Output an exact reproduction of the data.
(Excerpted records begins)
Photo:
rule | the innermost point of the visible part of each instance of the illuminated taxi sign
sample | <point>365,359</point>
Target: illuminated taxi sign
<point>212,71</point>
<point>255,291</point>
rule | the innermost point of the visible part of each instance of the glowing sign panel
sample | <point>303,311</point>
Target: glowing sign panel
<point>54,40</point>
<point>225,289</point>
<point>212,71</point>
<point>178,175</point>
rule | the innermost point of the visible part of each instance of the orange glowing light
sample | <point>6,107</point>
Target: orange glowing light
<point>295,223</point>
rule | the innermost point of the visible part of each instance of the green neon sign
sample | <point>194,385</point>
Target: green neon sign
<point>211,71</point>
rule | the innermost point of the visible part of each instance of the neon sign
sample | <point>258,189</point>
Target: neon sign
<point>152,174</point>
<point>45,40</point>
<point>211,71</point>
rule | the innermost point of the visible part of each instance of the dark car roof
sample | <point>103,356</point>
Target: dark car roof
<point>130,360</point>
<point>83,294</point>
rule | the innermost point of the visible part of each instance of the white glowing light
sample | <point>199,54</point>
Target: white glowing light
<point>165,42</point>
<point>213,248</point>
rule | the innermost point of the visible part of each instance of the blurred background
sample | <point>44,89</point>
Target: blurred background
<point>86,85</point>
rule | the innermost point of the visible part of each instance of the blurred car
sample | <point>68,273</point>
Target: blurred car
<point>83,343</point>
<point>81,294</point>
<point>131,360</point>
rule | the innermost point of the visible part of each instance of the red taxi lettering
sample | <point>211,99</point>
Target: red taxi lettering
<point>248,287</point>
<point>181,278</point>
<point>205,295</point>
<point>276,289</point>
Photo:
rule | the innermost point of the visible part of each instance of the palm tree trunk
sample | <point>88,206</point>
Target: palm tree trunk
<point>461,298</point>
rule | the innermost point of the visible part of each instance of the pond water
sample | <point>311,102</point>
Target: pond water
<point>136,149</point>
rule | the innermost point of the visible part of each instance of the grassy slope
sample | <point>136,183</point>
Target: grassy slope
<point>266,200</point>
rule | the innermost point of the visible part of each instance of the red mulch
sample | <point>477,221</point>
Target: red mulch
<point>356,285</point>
(Excerpted records ends)
▶ _Task output_:
Photo:
rule | the innermost point of the visible part of each instance of the illuminated taxi sign
sample | <point>365,359</point>
Target: illuminated taxi sign
<point>212,71</point>
<point>255,291</point>
rule | the innermost point of the visible part of each instance of the glowing sign panel
sample | <point>303,311</point>
Target: glowing sign panel
<point>54,40</point>
<point>225,289</point>
<point>212,71</point>
<point>178,175</point>
rule | the innermost point of the visible part of each instance of the orange glowing light
sample | <point>6,107</point>
Target: orange glowing light
<point>295,223</point>
rule | the innermost point of the visible part of each instance of the green neon sign
sample | <point>194,385</point>
Target: green neon sign
<point>211,71</point>
rule | the innermost point of the visible part of each instance of the neon sign
sample | <point>258,189</point>
Target: neon sign
<point>152,174</point>
<point>45,40</point>
<point>211,71</point>
rule | the innermost point of the visible part of each instance of the dark car roof
sample | <point>103,356</point>
Target: dark car roof
<point>130,360</point>
<point>83,294</point>
rule | the innermost point of the visible part of each instance of the white glowing light
sample | <point>199,54</point>
Target: white glowing light
<point>165,42</point>
<point>213,248</point>
rule | the innermost point of the visible part of each instance of the blurred background
sample | <point>44,89</point>
Target: blurred background
<point>86,85</point>
rule | the innermost point of the visible part of each instance of the blurred car
sample | <point>68,273</point>
Target: blurred car
<point>83,343</point>
<point>81,294</point>
<point>131,360</point>
rule | the innermost point of the visible part of each instance of the red taxi lettering
sample | <point>211,99</point>
Target: red taxi lettering
<point>248,287</point>
<point>181,278</point>
<point>205,295</point>
<point>276,289</point>
Photo:
rule | the innermost point of the visible part of each instance of the palm tree trunk
sample | <point>88,206</point>
Target: palm tree trunk
<point>461,298</point>
rule | the innermost point of the visible part of each instance of the pond water
sample | <point>311,102</point>
Target: pond water
<point>136,149</point>
rule | the innermost point of the visible part of each instance of the grassy slope
sample | <point>136,183</point>
Target: grassy slope
<point>266,200</point>
rule | the innermost point of the visible part of each instance of the red mulch
sample | <point>477,221</point>
Target: red mulch
<point>356,285</point>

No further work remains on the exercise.